■ Exercise details
Copy the lines below verbatim, but only from the line containing "Task: mark one point on every instance of the snake body" through the end of the data.

■ Given information
# # # #
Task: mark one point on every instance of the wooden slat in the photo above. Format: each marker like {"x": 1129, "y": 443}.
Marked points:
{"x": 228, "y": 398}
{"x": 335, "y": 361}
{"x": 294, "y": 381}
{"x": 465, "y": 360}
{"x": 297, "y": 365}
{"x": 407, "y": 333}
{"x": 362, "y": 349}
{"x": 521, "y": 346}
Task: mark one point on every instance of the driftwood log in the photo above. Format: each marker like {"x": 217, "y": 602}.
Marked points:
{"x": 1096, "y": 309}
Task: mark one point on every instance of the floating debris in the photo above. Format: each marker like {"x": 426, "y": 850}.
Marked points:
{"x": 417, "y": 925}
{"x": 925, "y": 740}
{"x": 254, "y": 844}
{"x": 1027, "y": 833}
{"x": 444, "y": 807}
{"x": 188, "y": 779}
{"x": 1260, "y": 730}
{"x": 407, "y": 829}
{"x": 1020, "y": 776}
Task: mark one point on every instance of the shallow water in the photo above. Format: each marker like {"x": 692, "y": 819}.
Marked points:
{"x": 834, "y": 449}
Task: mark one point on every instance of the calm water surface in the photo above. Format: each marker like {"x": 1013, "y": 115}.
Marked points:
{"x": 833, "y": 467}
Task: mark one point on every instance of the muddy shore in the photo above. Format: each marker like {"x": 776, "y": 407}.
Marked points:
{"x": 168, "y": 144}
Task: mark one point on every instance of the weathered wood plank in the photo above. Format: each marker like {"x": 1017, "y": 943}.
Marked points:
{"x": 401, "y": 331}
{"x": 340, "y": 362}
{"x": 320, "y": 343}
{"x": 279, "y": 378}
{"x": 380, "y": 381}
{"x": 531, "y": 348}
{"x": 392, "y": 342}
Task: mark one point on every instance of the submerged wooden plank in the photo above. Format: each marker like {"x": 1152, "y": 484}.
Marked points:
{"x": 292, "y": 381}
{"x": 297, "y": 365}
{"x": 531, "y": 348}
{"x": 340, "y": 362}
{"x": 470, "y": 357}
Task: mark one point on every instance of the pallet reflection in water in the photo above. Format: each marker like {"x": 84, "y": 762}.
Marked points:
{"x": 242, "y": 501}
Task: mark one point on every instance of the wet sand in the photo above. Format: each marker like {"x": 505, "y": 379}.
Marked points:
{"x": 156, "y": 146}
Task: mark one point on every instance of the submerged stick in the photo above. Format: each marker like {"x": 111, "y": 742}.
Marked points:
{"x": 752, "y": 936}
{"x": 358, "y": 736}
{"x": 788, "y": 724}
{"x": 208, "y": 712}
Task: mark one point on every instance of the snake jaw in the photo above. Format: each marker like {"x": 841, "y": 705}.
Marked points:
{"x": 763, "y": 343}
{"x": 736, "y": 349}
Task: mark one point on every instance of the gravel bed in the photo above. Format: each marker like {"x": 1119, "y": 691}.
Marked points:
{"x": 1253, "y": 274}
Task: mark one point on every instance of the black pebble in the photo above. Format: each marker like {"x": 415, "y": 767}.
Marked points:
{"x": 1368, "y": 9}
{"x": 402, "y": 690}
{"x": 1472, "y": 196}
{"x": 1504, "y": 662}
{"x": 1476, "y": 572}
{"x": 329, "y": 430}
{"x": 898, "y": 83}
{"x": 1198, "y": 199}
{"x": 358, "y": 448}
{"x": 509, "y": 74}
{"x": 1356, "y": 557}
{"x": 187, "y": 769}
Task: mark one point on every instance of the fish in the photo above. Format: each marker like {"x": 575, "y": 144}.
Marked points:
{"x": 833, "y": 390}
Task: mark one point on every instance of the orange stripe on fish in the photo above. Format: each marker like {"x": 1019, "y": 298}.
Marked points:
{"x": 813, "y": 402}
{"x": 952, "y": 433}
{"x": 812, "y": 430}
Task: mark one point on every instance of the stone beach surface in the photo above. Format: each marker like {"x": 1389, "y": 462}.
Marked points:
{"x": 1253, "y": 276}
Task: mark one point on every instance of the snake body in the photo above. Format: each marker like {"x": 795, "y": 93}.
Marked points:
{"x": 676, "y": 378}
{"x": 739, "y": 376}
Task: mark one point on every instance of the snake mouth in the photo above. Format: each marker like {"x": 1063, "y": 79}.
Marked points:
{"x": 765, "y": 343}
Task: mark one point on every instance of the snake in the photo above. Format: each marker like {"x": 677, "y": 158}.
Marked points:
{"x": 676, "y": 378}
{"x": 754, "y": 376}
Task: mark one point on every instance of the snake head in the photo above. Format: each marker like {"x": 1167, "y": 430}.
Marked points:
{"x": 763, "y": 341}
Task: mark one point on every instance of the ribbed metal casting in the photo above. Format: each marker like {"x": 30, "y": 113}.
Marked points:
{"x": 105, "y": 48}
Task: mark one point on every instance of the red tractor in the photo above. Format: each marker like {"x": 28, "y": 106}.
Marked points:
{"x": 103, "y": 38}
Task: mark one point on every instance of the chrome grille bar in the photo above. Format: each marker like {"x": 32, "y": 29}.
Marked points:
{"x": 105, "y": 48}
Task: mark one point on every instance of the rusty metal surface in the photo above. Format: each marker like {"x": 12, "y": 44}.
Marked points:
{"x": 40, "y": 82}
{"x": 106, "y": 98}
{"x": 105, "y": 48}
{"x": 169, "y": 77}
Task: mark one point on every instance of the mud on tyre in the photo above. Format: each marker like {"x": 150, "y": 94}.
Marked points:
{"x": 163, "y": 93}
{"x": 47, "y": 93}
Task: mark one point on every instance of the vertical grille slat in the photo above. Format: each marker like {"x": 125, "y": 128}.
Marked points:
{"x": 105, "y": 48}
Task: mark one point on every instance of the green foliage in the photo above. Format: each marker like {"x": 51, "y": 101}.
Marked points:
# # # #
■ Solution
Task: mark one point on every instance of the snake body in the photo above. Format: each marker like {"x": 795, "y": 93}.
Marked points:
{"x": 676, "y": 378}
{"x": 739, "y": 376}
Task: mark one point on every instance of the snake mouth in the photo above. Format: each marker like {"x": 1063, "y": 79}.
Marked points:
{"x": 765, "y": 343}
Task: mark one point on every instance of the snake in the photo above. Format: each marker like {"x": 677, "y": 158}.
Marked points:
{"x": 676, "y": 378}
{"x": 754, "y": 376}
Task: mark one point on every instance of the snake head in the photo above. Format: each marker like {"x": 1167, "y": 430}.
Marked points:
{"x": 763, "y": 341}
Task: mark one point on every instance of the ribbed metal casting in the photo above. Format: each marker like {"x": 30, "y": 113}.
Marked points:
{"x": 105, "y": 48}
Task: mark one point on every instance of the red tractor in the photo above. Format: each marker like {"x": 28, "y": 106}.
Marked points:
{"x": 103, "y": 38}
Task: mark one point on every instance of the chrome grille bar in the photo above. Format: each marker like {"x": 32, "y": 29}.
Marked points:
{"x": 105, "y": 48}
Task: mark one point on every instance of the rusty metal surface in the photo above. Format: each marker like {"x": 12, "y": 44}.
Marked points:
{"x": 40, "y": 82}
{"x": 106, "y": 98}
{"x": 105, "y": 48}
{"x": 169, "y": 77}
Task: mark one point on every instance of the mud on tyre in the photo above. Format: each marker like {"x": 150, "y": 94}.
Marked points:
{"x": 163, "y": 93}
{"x": 47, "y": 93}
Task: mark one point on every instance of the vertical grille slat in the photo above. Format: each marker like {"x": 125, "y": 128}.
Marked points:
{"x": 105, "y": 48}
Task: mark one point on every instance of the green foliage in the photo above. Format: each marker like {"x": 51, "y": 101}.
Marked points:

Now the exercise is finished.